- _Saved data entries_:
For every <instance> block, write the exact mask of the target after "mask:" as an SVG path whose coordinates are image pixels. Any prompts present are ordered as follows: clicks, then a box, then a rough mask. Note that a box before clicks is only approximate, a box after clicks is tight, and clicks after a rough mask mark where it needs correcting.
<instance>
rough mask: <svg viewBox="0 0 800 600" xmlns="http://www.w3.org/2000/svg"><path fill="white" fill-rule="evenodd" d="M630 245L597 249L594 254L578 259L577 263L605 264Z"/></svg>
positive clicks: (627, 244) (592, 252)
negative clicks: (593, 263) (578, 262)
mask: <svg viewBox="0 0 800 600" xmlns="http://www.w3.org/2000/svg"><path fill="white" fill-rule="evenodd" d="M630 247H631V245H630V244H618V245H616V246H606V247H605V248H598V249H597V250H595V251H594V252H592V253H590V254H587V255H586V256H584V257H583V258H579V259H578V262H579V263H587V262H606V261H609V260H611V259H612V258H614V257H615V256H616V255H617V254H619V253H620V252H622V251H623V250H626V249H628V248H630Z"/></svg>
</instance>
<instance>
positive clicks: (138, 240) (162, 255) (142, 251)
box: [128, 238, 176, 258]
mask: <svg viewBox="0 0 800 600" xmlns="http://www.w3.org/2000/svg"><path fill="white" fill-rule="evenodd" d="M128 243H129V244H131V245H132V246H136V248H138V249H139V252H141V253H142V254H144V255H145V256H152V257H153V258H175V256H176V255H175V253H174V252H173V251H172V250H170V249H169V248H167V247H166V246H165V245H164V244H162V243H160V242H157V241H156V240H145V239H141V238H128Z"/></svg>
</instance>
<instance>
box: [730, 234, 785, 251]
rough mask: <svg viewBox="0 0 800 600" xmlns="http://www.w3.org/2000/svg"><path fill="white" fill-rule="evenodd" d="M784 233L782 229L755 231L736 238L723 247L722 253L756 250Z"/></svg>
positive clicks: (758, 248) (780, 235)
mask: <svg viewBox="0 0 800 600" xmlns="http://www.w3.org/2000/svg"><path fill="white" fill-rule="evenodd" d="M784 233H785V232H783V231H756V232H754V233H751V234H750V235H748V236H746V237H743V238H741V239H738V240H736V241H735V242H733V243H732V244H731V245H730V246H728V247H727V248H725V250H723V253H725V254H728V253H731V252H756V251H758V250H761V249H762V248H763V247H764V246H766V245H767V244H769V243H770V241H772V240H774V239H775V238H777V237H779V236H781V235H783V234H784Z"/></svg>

- _Action item_: Restate every record above, exactly, in full.

- _Result of this exercise_:
For every <instance> block, write the exact mask of the target after "mask:" as an SVG path whose coordinates are image pixels. Any prompts present are ordered as follows: clicks, then a box, then a rough mask. Note that a box before clicks is only approximate, a box after clicks is tight, and clicks after a rough mask mark where it needs correcting.
<instance>
rough mask: <svg viewBox="0 0 800 600" xmlns="http://www.w3.org/2000/svg"><path fill="white" fill-rule="evenodd" d="M630 245L597 249L594 254L578 259L577 263L605 264Z"/></svg>
positive clicks: (627, 244) (592, 252)
negative clicks: (593, 263) (578, 262)
mask: <svg viewBox="0 0 800 600" xmlns="http://www.w3.org/2000/svg"><path fill="white" fill-rule="evenodd" d="M630 247H631V245H630V244H618V245H616V246H606V247H605V248H598V249H597V250H595V251H594V252H592V253H590V254H587V255H586V256H584V257H583V258H579V259H578V262H579V263H587V262H606V261H609V260H611V259H612V258H614V257H615V256H616V255H617V254H619V253H620V252H622V251H623V250H626V249H628V248H630Z"/></svg>
</instance>
<instance>
positive clicks: (138, 240) (162, 255) (142, 251)
box: [128, 238, 176, 258]
mask: <svg viewBox="0 0 800 600" xmlns="http://www.w3.org/2000/svg"><path fill="white" fill-rule="evenodd" d="M128 243H129V244H131V245H132V246H136V248H138V249H139V252H141V253H142V254H144V255H145V256H152V257H153V258H175V256H176V255H175V253H174V252H173V251H172V250H170V249H169V248H167V247H166V246H165V245H164V244H162V243H160V242H157V241H156V240H145V239H141V238H128Z"/></svg>
</instance>
<instance>
box: [730, 234, 785, 251]
rough mask: <svg viewBox="0 0 800 600" xmlns="http://www.w3.org/2000/svg"><path fill="white" fill-rule="evenodd" d="M784 233L782 229L755 231L736 238L723 247L722 253L756 250Z"/></svg>
positive clicks: (758, 248) (780, 235)
mask: <svg viewBox="0 0 800 600" xmlns="http://www.w3.org/2000/svg"><path fill="white" fill-rule="evenodd" d="M784 233H785V232H783V231H756V232H754V233H751V234H750V235H748V236H746V237H743V238H741V239H738V240H736V241H735V242H733V243H732V244H731V245H730V246H728V247H727V248H725V250H723V253H725V254H728V253H731V252H756V251H758V250H761V249H762V248H763V247H764V246H766V245H767V244H769V243H770V241H772V240H774V239H775V238H777V237H779V236H781V235H783V234H784Z"/></svg>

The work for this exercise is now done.